▶ _ACTIONS TO TAKE_
**a)** Answer these from the Halt and Catch Fire ticket:
(i) What priority is the ticket given?
(ii) Besides the webapi3 issue, which meltdown does the description mention?
(iii) What name is suggested for the bit of code inside the node that checks whether it is in good state?
**b)** From the Halt and Catch Fire ticket, output the stretch from "Then, we could" through "PUT to /uri)".

▶ _SUPPLIED TEXT_
--------
#529 new defect

Implement Halt and Catch Fire

Reported by: zandr Owned by:
Priority: major Milestone: undecided
Component: code-frontend-web Version: 1.2.0
Keywords: reliability availability anti-censorship error Cc:
Launchpad Bug:

Description

There have been a few cases lately where nodes have been in some impaired state, but still responding (if badly) to network requests. This caused other components of the system to block.

If in these conditions we instead stopped responding to network requests, the rest of the system would just ignore the wounded node and move on.

In particular, the recent webapi3 issue would have been invisible to users if the webapi node stopped responding to http. Then the balancer would have marked it as failed and moved on.

Same with the prodtahoe7 meltdown.

I acknowledge that deciding when to catch fire is non-trivial, so I'm filing this more to provoke conversation than to request any specific behavior.

Change History (6)

comment:1 Changed at 2009-02-25T03:37:09Z by warner

Zandr and I were just talking about this one. The basic idea is that it would be nice if an HTTP load-balancer (which is sitting in front of a farm of webapi nodes) could cheaply detect that a given webapi node was not in a good state, and switch traffic to other nodes instead.

To begin with, we could define what it means to be in good state. We could put a bit of code inside the node, maybe client.is_fully_functional(), with some configurable criteria, maybe one or more of the following:

  • connected to Introducer
  • connected to at least N storage servers
  • connected to all blessed (#466) storage servers

Then, we could define how we want the webapi interface to behave when these criteria are not met, one of:

  • webapi port stops listening completely
  • webapi port returns errors on all /uri requests (both reads and writes)
  • return error on all writes (POST or PUT to /uri)
  • return some special value to GETs of one specific status url

The first (stop listening entirely) is most useful for the load balancer, because these devices typically assume that if a server responds at all, then it will be able to respond correctly. It would, however, make it difficult for us to solve the problem, since many of the diagnostic tools we would use are themselves pages in the webapi. Any of the other options would improve diagnosability, but would obligate the load-balancer to either look more carefully at the response (start diverting traffic when it sees 500 Internal Server Errors coming back, or use special probe requests to hit the status URL on a periodic basis).
--------
Dataset entries:
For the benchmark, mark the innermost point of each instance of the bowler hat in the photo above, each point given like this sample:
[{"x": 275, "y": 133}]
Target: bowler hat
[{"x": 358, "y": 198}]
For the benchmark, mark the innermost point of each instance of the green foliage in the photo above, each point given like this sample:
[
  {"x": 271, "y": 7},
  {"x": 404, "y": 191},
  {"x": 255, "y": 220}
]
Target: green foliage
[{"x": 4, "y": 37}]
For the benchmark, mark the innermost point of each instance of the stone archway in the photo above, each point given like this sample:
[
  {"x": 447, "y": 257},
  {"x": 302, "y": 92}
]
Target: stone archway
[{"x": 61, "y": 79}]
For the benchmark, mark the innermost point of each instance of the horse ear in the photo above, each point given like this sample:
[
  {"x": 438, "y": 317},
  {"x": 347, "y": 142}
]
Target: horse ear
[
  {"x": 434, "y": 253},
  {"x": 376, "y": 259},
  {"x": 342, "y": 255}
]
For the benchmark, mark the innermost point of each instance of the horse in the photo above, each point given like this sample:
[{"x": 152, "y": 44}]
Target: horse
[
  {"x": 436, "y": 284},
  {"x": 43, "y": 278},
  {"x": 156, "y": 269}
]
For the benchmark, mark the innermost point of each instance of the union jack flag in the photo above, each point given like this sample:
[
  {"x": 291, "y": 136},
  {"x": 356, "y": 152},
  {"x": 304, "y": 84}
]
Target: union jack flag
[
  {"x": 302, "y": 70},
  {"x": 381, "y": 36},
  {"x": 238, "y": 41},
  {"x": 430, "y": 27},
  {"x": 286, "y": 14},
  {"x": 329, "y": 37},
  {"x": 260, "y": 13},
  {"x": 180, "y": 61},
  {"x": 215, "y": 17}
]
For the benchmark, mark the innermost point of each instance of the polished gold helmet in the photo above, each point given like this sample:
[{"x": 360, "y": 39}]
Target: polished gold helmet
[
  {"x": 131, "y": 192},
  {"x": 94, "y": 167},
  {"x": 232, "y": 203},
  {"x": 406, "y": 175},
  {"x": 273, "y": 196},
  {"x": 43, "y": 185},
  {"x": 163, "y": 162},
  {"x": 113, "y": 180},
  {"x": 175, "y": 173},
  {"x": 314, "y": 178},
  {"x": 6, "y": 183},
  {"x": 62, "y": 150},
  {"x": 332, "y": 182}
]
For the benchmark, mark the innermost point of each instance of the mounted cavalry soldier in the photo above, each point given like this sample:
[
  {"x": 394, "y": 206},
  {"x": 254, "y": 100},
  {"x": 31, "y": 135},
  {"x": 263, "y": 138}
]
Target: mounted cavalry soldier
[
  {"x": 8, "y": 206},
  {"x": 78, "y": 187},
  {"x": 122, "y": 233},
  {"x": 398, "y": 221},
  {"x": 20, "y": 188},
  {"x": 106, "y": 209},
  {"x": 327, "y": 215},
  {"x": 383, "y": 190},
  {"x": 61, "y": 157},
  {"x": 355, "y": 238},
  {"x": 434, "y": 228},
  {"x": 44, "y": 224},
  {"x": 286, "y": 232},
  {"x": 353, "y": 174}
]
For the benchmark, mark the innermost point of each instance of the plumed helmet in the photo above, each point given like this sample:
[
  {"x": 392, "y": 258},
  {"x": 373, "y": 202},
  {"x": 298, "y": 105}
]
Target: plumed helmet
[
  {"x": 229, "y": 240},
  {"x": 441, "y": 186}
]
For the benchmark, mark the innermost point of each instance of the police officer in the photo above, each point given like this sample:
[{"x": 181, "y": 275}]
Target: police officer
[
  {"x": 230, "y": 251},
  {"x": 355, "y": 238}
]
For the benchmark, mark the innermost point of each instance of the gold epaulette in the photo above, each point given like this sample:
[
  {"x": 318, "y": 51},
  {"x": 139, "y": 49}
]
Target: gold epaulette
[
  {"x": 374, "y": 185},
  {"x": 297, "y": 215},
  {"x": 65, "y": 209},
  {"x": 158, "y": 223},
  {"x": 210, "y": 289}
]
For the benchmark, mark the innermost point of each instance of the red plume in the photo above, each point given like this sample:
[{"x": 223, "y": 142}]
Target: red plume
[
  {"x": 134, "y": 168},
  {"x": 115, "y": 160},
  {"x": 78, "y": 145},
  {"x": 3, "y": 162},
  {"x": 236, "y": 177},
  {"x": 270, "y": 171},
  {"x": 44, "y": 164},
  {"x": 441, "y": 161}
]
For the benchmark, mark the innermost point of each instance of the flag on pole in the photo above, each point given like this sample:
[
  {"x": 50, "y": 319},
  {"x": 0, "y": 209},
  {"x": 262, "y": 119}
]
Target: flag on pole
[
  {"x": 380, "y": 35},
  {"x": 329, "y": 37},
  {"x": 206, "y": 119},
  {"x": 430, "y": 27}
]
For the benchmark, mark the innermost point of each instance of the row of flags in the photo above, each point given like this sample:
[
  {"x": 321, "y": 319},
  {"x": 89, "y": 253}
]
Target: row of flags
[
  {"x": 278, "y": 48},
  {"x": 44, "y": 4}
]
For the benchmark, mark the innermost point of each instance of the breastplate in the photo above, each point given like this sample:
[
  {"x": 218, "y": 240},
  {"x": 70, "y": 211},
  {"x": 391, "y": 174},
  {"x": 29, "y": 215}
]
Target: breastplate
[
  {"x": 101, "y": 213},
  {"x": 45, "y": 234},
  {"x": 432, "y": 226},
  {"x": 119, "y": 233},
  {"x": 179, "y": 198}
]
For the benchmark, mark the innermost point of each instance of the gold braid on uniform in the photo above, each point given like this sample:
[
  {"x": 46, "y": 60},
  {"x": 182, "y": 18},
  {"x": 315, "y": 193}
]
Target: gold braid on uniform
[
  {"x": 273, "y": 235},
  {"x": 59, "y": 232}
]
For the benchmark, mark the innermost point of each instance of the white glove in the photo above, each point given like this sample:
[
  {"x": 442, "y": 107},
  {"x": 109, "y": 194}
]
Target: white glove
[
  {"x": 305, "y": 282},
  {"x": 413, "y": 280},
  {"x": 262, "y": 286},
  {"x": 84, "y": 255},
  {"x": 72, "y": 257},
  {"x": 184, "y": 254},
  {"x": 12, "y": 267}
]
--------
▶ _RESULTS BY TASK_
**a)**
(i) Major
(ii) The prodtahoe7 meltdown
(iii) client.is_fully_functional()

**b)**
Then, we could define how we want the webapi interface to behave when these criteria are not met, one of:

  • webapi port stops listening completely
  • webapi port returns errors on all /uri requests (both reads and writes)
  • return error on all writes (POST or PUT to /uri)